• **Passage provided**:
Updated on April 25, 2011

When it comes down to it, there is nothing we cannot do if we just want to do it.  If we want to become pilots in the military there are limitations of height, but to become a pilot in the real world there is no height requirement that I know of.

Children can become doctors if they so wish to, if they work hard and are determined.  Poor women can become business owners if they just have a good idea and a person to market to.  Men who have done drugs for most of their lives can put the stuff down, take a shower, get a haircut and shave, and work their way from sweeping floors to managing teams of people.

The only thing that keeps us down is us.  If we are determined to make something happen then it will happen.  If we allow others to determine our destiny then we are victims of our own choice to allow it to happen.

This world is much more free than it was just a hundred years ago.  A hundred years ago women could not vote.  A hundred years ago it was alright to beat a black man, or your wife.  A hundred years ago we barely had cars and we did not have automation in our fields.  We were tougher, stronger, more capable than we are now.

Consider that for a moment, will you?  If we were to go back one hundred years how many of us would survive with the lack of comforts that we have become used to?  Would you wish to have that cellular phone back, or would you be able to call Mabel down at the operation station to connect you to Zeke to get your grain delivered tomorrow instead of today?  Would you be able to put that dress together, or get the oxen rigged to pull the plough?

• **Your objective**:
Retype the part of the essay on determination that opens with the words containing "Updated on April" and closes with "teams of people.". Work from the essay on determination alone.

• **Extracted entries**:

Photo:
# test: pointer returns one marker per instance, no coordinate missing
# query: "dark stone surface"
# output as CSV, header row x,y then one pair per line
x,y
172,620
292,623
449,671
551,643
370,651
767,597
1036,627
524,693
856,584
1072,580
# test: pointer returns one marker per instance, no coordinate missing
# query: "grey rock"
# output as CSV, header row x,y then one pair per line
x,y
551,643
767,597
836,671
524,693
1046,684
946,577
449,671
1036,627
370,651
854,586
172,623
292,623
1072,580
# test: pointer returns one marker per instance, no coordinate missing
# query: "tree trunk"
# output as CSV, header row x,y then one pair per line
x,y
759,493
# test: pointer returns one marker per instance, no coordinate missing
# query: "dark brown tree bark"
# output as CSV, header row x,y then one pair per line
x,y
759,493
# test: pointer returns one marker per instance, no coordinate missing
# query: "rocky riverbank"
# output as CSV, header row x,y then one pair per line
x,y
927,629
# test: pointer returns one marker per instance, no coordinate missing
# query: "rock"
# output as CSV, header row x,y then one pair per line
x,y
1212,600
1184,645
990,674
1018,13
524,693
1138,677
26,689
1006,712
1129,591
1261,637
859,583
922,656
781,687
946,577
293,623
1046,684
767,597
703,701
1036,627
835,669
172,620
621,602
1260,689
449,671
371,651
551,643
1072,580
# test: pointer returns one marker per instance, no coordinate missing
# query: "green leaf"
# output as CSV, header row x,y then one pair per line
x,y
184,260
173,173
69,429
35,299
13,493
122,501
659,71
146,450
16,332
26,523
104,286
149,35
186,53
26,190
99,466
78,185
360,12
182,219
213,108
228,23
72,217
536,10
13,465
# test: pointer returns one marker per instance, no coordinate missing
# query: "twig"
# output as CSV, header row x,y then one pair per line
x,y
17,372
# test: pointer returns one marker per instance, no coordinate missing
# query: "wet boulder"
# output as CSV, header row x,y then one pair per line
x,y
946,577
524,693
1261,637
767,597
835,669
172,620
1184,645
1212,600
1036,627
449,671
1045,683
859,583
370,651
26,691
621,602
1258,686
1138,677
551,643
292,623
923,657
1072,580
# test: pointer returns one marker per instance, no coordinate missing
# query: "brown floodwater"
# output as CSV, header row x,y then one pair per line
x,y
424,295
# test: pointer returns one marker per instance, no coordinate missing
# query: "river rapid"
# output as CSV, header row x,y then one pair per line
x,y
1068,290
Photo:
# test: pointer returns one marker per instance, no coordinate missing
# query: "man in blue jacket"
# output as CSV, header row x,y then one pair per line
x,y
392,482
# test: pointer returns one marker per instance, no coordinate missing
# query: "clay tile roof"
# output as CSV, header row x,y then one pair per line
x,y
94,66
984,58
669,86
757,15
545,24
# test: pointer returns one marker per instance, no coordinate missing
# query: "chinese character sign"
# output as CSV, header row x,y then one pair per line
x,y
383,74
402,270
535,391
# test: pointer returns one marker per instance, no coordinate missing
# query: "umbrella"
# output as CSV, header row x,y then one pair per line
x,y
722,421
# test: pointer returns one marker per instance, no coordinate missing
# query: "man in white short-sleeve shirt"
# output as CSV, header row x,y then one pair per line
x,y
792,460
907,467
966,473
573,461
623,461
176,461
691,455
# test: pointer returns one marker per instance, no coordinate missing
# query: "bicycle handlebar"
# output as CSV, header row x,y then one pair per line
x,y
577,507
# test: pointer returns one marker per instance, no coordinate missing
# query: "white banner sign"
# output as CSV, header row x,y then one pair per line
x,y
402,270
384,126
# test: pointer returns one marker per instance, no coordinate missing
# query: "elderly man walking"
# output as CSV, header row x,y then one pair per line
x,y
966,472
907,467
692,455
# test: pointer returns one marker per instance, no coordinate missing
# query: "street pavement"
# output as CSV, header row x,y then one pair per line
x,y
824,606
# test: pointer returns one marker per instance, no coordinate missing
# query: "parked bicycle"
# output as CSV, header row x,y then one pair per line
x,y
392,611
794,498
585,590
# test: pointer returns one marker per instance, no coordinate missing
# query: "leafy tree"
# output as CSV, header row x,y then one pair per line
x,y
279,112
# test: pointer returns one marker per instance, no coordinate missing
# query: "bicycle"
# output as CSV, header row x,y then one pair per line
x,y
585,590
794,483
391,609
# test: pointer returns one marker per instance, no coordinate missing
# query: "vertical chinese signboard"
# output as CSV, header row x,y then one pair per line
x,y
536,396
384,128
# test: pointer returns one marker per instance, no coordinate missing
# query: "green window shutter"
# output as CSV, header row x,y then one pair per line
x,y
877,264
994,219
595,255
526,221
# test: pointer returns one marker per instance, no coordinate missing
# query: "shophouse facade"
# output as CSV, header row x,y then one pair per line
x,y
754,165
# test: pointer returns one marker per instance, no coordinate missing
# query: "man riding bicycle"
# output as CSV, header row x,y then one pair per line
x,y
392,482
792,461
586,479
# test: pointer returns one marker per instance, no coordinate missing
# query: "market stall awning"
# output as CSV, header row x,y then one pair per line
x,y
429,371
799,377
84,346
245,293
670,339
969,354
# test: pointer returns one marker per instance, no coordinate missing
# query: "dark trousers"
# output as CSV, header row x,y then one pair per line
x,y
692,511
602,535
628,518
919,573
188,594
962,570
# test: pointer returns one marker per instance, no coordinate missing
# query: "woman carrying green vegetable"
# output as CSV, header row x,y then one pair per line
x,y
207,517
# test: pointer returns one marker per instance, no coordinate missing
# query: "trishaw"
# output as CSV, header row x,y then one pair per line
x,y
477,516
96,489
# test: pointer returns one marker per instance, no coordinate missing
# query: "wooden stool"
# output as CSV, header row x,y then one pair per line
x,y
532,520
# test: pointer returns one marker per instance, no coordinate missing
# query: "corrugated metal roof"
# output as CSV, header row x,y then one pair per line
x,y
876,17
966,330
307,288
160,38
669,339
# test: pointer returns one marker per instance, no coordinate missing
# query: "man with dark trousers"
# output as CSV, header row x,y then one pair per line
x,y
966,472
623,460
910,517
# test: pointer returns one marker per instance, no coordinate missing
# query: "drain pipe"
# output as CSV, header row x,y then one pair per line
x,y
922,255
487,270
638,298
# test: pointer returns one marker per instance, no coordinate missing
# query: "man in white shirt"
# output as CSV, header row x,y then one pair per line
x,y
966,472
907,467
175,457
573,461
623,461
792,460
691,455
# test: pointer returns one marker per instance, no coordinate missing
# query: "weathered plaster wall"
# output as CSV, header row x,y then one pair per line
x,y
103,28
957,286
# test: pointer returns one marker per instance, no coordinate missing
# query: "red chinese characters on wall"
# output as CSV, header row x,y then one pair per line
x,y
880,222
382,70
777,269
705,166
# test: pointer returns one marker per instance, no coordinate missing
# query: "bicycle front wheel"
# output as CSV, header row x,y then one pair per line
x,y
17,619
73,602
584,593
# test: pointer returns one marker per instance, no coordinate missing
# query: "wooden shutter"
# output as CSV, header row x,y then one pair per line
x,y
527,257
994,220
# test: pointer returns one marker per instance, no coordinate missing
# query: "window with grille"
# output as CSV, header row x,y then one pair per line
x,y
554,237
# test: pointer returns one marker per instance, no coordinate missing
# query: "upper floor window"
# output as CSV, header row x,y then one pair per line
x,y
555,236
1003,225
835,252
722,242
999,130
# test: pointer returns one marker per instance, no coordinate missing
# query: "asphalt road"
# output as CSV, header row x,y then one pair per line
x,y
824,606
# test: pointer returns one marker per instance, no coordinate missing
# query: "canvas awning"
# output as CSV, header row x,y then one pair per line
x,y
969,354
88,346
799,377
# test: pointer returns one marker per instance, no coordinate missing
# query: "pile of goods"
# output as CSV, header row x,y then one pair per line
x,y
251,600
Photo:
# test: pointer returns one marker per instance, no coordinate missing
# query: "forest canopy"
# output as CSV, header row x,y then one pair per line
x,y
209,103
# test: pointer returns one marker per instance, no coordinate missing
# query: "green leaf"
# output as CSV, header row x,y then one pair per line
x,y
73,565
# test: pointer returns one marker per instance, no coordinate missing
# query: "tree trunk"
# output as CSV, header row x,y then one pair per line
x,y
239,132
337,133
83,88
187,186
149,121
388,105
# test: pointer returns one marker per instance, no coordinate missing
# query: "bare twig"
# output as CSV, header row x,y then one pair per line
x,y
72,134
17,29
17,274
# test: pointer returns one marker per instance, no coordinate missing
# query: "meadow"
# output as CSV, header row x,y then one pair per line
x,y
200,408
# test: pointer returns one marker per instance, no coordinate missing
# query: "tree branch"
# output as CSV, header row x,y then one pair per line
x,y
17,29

• **Task result**:
Updated on April 25, 2011

When it comes down to it, there is nothing we cannot do if we just want to do it.  If we want to become pilots in the military there are limitations of height, but to become a pilot in the real world there is no height requirement that I know of.

Children can become doctors if they so wish to, if they work hard and are determined.  Poor women can become business owners if they just have a good idea and a person to market to.  Men who have done drugs for most of their lives can put the stuff down, take a shower, get a haircut and shave, and work their way from sweeping floors to managing teams of people.